Beginning at the line that contains "Indicate the pink" and ending with the last line of the rows, rewrite those lines as a numbered list, omitting any blank lines.

^^^^

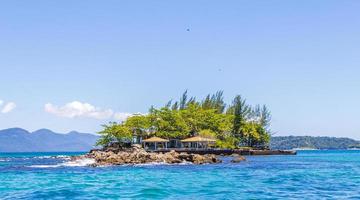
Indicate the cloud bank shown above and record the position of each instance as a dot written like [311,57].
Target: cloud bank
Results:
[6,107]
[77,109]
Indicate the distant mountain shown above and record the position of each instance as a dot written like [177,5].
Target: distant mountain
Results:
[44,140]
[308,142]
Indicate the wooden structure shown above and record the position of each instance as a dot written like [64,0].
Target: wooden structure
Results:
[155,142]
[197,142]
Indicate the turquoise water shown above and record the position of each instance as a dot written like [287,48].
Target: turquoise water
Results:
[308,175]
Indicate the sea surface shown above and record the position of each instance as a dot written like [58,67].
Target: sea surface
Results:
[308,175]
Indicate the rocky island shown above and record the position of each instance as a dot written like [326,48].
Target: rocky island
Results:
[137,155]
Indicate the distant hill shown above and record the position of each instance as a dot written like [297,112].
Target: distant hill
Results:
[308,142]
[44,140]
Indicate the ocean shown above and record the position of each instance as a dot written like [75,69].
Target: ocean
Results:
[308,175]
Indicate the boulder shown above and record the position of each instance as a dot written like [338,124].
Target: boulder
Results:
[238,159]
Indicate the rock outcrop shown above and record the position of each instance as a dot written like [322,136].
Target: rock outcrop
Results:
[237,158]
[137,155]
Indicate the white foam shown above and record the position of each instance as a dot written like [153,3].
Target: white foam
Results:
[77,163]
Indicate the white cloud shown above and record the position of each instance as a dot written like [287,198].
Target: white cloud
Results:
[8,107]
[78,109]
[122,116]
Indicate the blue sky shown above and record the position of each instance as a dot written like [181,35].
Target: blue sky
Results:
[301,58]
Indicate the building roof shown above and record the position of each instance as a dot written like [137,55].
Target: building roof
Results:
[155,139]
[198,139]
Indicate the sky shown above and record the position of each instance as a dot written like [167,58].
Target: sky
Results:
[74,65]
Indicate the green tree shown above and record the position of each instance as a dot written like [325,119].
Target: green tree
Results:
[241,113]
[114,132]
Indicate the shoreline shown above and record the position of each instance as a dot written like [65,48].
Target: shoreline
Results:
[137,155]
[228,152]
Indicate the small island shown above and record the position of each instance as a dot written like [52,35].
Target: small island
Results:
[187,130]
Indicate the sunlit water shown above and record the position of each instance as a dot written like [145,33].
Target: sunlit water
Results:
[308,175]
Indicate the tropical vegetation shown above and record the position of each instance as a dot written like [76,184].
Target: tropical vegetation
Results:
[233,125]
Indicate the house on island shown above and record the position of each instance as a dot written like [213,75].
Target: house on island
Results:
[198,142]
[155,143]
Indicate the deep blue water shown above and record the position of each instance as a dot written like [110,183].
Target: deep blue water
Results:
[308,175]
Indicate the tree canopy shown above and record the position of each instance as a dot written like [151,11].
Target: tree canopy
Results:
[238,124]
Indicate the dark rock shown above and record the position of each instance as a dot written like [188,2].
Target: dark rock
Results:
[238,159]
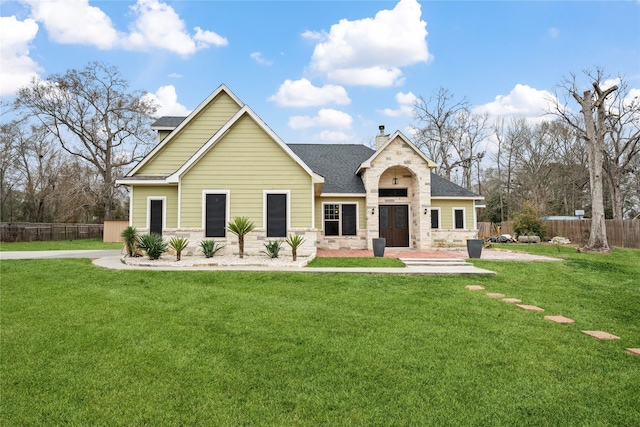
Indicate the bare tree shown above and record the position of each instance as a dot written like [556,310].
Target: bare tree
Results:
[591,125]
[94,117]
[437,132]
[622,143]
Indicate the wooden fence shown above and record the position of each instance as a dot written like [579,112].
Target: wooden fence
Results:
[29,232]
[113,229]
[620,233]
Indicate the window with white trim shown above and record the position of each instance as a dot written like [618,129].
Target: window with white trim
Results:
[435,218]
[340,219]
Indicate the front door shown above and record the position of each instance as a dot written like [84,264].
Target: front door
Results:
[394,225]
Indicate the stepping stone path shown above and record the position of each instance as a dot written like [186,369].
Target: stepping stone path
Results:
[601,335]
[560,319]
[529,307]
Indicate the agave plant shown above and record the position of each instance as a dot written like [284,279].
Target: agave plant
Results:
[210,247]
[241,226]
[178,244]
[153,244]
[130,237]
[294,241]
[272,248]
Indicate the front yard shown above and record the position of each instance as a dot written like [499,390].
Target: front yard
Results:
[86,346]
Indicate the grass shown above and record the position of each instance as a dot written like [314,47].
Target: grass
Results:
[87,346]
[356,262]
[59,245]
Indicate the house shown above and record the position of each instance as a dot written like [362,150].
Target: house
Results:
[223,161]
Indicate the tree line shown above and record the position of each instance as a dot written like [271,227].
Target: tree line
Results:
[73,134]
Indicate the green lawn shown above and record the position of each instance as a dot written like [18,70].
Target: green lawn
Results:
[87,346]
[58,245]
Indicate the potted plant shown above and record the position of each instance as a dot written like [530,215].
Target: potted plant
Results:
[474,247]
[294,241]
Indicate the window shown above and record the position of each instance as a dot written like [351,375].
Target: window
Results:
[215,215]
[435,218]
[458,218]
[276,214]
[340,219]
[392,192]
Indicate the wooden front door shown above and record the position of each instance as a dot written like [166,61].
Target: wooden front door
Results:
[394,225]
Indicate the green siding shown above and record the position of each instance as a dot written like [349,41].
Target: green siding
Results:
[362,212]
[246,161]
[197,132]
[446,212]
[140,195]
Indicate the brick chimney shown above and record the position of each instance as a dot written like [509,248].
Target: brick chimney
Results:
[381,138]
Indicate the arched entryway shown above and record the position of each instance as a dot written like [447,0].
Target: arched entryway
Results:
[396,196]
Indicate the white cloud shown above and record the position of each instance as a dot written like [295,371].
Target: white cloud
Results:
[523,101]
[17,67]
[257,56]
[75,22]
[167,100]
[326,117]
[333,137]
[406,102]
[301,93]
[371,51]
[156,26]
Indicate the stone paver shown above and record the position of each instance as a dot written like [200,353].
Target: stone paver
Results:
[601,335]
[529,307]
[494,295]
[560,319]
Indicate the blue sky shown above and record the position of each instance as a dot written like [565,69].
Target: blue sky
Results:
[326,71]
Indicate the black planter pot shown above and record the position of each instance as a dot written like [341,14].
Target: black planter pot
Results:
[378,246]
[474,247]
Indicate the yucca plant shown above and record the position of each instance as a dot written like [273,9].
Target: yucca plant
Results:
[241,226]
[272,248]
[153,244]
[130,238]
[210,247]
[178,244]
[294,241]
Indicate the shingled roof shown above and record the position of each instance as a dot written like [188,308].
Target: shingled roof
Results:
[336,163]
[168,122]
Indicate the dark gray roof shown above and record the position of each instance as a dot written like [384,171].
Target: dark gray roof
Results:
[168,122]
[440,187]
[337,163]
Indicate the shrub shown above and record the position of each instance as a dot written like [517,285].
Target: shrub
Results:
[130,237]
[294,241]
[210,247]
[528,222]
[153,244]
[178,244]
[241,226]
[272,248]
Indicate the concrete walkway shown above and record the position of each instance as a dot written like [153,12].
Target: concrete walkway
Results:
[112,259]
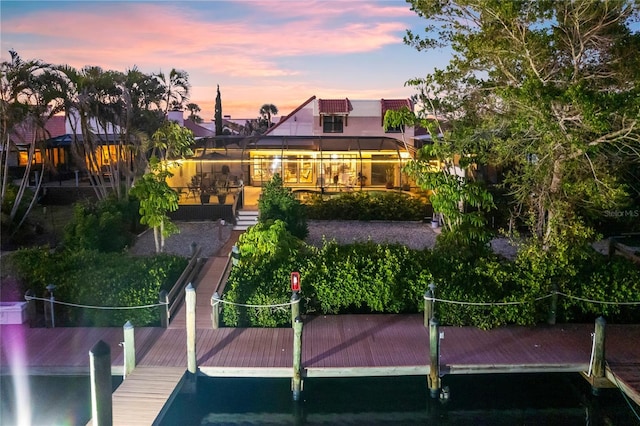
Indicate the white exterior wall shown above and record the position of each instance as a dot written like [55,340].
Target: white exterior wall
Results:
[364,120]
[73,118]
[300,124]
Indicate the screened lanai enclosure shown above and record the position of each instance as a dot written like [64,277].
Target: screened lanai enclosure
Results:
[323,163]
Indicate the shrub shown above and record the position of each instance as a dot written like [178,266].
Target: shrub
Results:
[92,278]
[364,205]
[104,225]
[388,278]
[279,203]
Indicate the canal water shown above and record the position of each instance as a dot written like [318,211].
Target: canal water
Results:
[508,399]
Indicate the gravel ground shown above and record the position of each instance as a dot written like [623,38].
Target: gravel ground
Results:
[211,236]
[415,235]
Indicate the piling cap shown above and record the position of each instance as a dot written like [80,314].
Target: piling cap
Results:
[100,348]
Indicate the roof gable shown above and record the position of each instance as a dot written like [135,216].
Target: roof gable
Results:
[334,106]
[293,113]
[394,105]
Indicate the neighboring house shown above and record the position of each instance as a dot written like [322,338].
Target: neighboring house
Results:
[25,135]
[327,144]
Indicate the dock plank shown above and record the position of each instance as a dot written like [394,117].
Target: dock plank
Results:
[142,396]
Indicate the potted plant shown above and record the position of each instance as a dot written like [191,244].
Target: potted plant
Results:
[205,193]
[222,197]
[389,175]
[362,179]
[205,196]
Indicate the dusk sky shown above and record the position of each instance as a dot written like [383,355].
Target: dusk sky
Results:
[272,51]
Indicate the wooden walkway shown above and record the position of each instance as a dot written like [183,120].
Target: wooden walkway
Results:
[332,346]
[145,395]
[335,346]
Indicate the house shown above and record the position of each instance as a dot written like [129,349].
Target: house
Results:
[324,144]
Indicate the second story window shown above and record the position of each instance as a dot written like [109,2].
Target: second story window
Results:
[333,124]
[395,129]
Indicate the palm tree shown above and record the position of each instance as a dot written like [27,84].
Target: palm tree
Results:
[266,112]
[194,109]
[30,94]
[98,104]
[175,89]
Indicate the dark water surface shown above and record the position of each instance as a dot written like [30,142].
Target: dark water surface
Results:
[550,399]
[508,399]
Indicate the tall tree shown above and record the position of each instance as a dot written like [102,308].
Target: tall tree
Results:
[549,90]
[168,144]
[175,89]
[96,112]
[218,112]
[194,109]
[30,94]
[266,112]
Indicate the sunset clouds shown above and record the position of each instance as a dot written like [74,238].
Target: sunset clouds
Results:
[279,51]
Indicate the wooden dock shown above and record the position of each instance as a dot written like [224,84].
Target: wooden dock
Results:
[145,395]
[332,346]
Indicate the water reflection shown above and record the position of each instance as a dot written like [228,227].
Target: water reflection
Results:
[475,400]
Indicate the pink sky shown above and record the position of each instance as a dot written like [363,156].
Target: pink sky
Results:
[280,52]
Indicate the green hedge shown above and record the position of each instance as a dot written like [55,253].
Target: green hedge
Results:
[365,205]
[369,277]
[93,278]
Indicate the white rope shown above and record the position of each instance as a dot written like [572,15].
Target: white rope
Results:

^^^^

**ANSWER IN FULL:**
1. Indicate the pink sky shown above and record the position of each instance as a dot written like [363,156].
2. Target: pink sky
3. Results:
4. [280,52]
5. Indicate the green hedge shown above and record the position of each instance as a dot written like [55,253].
6. Target: green hedge
7. Results:
8. [365,205]
9. [369,277]
10. [93,278]
11. Indicate the white rope shown above and record the position of each instance as a dot written like [572,15].
12. Target: white rope
13. Results:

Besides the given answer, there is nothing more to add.